TO DO –
Reproduce every one of the lines below word for word, omitting the pictures from your answer.

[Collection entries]
— Begin —
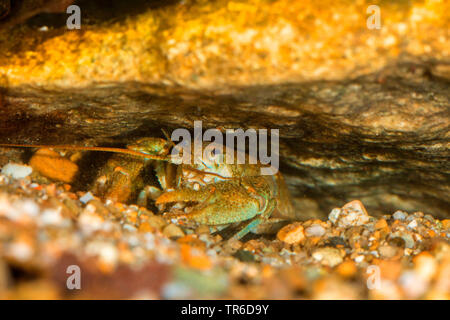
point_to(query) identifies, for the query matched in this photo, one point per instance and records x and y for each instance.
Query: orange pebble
(51, 165)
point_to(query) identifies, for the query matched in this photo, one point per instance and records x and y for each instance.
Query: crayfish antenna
(81, 148)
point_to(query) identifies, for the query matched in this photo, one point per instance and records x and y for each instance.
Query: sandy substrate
— End —
WORKED ANSWER –
point_to(query) identifies, for the query matched in this photo, one point per instance and records x and y for each instance.
Query: orange pebble
(51, 165)
point_to(query) identifies, for the query matched in this photo, one point per instance and records x and y for each instance.
Query: crayfish antenna
(81, 148)
point_to(query) identifies, for the query matched in this photo, one point per instance and records x and y for each instance.
Query: sandy substrate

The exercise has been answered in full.